_Exercise text_
......

# Concerns about recovery after being spayed



## scoobz87 (Oct 18, 2009)

Hi there, Ihave joined this excellent forum from the UK and I wonder if anyone could possibly put my mind at rest. My beautiful little Molly, just six months old, was spayed last Wednesday and we brought her home the same day, that night was fine because she was still slightly sedated but the following day she doesn't seem able to sit or lie down, she darts about because she feels uncomfortable and then just stops dead in her tracks and doesn't move for up to 20 minutes or so and her head drops to the floor as if she's sleeping on her feet, its breaking my heart to watch her and I'm unable to cuddle her because she won't stay on my lap just darts off again. I have been back to the vet on the following day and yesterday as I am so concerned but they have pressed her tummy and they say everything is in order but just some animals react differently to surgery but they are unsure as to why she just stands in one place for so long and won't lie down. She does have pain relief given once a day and I have asked the vet if it is strong enough and he assures me it is the correct dosage. Each time I have come from the vets I'm sure they think I must be mad! The stitches are due to come out a week from today. I wonder if anyone else has had a similar experience to keep me sane as its going to be a very long week for my little Molly until the stiches come out.

Many thanks


----------



## iheartbisou (Feb 13, 2007)

I really am not much help as I had my little girl spayed the 10 days before I picked her up. I know you must be sick with worry and I'm sorry. 
I would imagine if the Vet says all is in order and the stitches don't look red and/or infected you just need to keep an eye on her and she'll get through it. I"d just let her be...on her bed or so..and not try any cuddling for right now. I'm sure others here can actually provide valuable information regarding this. good luck! 

And welcome to the Forum!


----------



## scoobz87 (Oct 18, 2009)

Hi, thankyou so much for your reply, I think I will be just wishing this coming week away. I'm feeling even more concerned after reading another thread regarding signs of pain and poor little Molly seems to tick every box of the first category. I just don't know what I can do to help her and the thought that she is in pain just breaks my heart.
Thankyou again for the welcome to the forum.


----------



## aksm45 (Jul 24, 2009)

Goodmorning I am from Canada welcome..

I just got my Luna spayed on Monday and beleive me I know what you are going through Luna did similar things she is probably not in pain but itchy and uncomfortable I do not think your mad , i was freaking out myself!!! Luna also walks on 3 ,because she constantly tries to scratch her incision with back leg,I 
went through all of this also the almost exact same thing she would dart acroos the room and sit , the day after did not walk would just freeze standing , what meds is she on mine was on rimadyl for 4 days today is the first day with no meds lets see what she does????please i know its hard but the great people on this sight really are helping me through this difficult time , you just joined the best sight everyone is so helpful ..if you need anything else i will keep checking and trying to help you throught this ,like everyone did for me .


hugs

anna


----------



## Simon & Simone (Apr 13, 2009)

......

_Assigned task A_
Sum up the forum thread in two sentences.
_Assigned task B_
Based on the forum thread, answer yes or no to each statement below, and quote the words from the thread that decide it.
(i) Molly's stitches are due to come out a week after the first post.
(ii) The vet said Molly's pain relief dose was too low.
(iii) Luna was on rimadyl for 4 days.
_Assigned task C_
Copy out the part of the forum thread starting at "Hi, thankyou so" and ending at "to the forum.".

_Source material_
......

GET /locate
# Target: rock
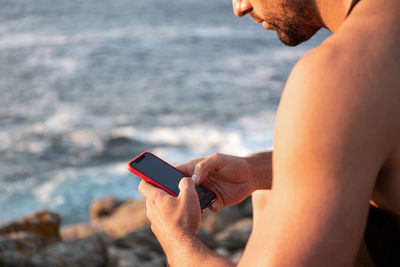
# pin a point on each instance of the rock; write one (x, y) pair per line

......

_Task result A_
A member from the UK writes that six-month-old Molly, spayed last Wednesday, can't seem to sit or lie down and stands still for up to 20 minutes at a time, even though the vet says everything is in order. Other members welcome the newcomer, one suggests letting Molly rest without cuddling, and another says their dog Luna did almost the exact same things after being spayed.

_Task result B_
(i) Yes: "The stitches are due to come out a week from today."
(ii) No: "he assures me it is the correct dosage."
(iii) Yes: "mine was on rimadyl for 4 days"

_Task result C_
Hi, thankyou so much for your reply, I think I will be just wishing this coming week away. I'm feeling even more concerned after reading another thread regarding signs of pain and poor little Molly seems to tick every box of the first category. I just don't know what I can do to help her and the thought that she is in pain just breaks my heart.
Thankyou again for the welcome to the forum.